→ TASK DESCRIPTION
Pick out every line in the listing below that contains the word "window", and copy each one in full.

[Point labeling examples]
"""

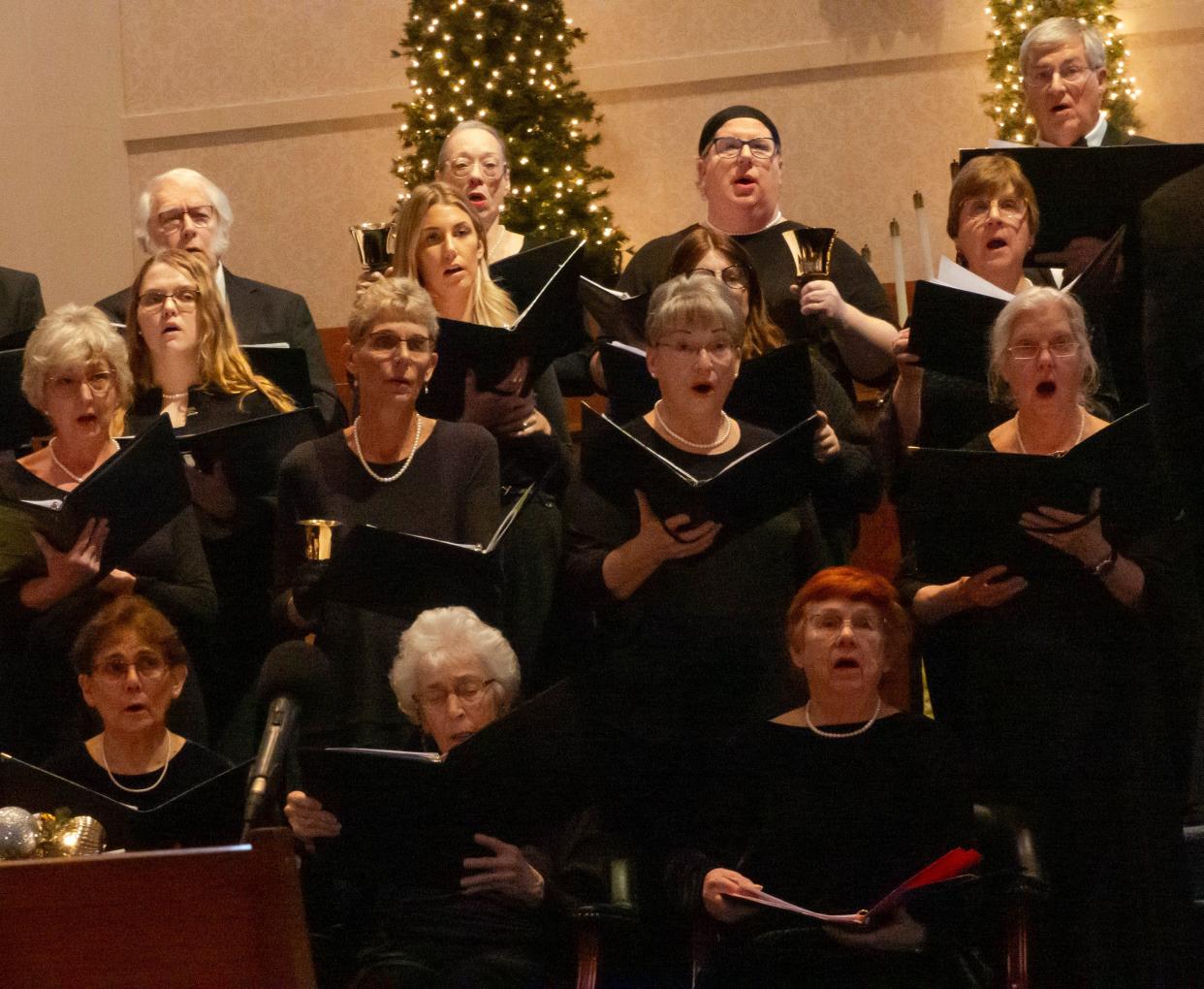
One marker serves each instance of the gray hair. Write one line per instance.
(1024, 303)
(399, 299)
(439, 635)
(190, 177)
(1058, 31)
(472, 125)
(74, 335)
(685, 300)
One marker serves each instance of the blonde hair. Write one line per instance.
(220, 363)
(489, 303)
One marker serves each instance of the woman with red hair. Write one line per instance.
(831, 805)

"""
"""

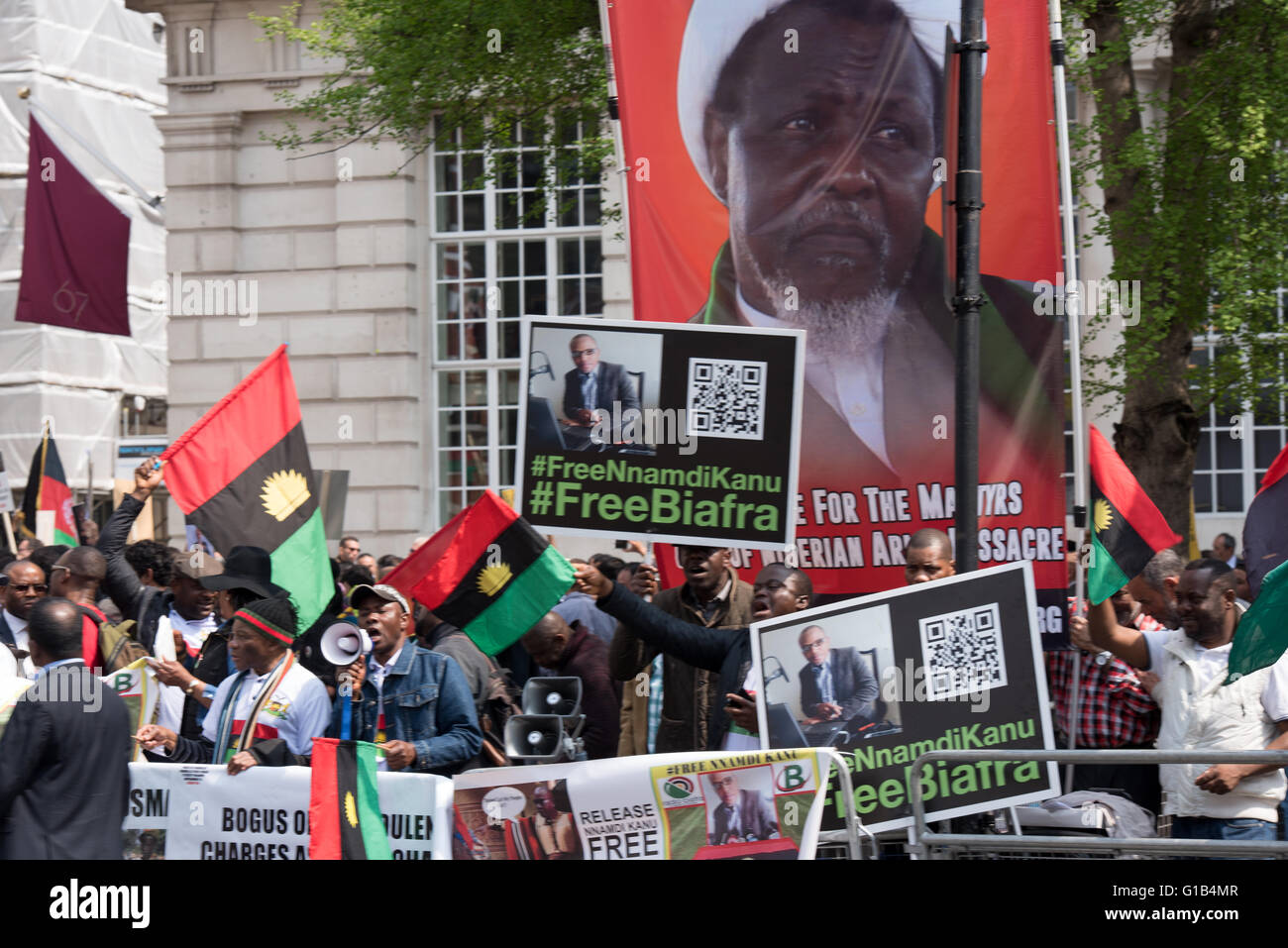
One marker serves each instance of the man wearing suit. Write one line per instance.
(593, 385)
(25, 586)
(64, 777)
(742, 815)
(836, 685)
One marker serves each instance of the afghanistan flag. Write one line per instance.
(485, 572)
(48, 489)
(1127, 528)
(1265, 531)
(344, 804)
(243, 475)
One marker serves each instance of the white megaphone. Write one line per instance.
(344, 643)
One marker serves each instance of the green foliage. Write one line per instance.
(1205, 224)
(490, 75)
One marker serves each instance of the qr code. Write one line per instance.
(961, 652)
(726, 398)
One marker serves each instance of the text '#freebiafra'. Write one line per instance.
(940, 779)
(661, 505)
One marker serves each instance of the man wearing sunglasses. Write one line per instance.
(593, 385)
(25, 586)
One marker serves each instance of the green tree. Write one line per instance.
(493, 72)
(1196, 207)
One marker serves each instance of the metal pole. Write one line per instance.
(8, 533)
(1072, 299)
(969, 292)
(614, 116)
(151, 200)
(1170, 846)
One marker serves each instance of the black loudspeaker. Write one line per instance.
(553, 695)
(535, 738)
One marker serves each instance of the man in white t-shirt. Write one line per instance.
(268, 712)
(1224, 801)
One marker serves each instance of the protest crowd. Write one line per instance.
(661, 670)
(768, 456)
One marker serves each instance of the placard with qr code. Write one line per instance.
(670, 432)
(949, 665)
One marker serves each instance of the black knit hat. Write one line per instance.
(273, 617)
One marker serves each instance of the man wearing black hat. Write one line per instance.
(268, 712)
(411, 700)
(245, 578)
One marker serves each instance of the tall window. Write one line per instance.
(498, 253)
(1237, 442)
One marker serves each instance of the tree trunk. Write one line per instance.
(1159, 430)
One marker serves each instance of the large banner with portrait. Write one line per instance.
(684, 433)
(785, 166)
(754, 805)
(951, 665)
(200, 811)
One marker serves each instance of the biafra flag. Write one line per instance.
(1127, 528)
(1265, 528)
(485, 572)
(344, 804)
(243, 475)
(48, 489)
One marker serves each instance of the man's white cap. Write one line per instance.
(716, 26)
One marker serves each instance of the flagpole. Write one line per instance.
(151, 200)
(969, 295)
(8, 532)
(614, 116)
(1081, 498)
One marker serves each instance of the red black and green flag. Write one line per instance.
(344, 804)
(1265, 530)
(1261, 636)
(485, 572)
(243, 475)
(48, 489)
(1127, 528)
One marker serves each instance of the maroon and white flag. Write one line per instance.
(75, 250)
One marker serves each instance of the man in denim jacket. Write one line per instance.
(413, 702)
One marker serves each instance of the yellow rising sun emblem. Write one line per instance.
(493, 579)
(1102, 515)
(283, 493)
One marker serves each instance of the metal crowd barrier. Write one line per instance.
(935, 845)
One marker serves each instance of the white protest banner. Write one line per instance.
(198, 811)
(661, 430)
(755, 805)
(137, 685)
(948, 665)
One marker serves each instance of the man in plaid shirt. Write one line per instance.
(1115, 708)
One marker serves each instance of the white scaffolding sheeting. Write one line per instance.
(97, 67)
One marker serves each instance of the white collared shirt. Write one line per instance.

"""
"""

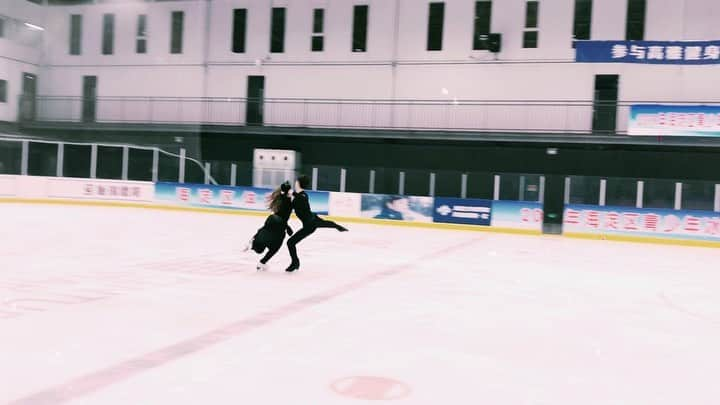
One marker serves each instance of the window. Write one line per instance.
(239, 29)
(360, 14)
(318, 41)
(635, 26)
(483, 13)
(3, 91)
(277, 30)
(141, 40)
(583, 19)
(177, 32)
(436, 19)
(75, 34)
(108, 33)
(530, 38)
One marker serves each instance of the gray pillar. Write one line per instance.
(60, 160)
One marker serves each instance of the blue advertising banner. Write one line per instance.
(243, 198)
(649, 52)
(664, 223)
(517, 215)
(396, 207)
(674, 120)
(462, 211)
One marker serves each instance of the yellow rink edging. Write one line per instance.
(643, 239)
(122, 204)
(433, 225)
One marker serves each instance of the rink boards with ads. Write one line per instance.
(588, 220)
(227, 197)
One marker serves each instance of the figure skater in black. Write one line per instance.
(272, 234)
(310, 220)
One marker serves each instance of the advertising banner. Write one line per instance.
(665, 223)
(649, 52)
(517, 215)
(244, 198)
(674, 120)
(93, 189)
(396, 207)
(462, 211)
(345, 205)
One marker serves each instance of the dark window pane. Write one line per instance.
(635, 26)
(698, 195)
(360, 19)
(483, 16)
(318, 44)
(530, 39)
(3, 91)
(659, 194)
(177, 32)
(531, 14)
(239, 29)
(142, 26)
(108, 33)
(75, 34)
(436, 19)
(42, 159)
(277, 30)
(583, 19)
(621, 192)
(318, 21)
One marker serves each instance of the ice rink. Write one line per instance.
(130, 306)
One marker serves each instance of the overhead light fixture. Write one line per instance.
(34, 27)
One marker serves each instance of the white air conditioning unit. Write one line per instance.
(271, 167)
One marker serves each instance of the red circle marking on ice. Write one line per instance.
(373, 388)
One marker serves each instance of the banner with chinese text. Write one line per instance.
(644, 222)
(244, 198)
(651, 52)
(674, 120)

"""

→ ANSWER
One marker serves each instance of the tall window. Write one line per instance.
One marker serves each instance of the window. Write one line per instance.
One marker serves each instance of the dark window pane. Write one line per instance.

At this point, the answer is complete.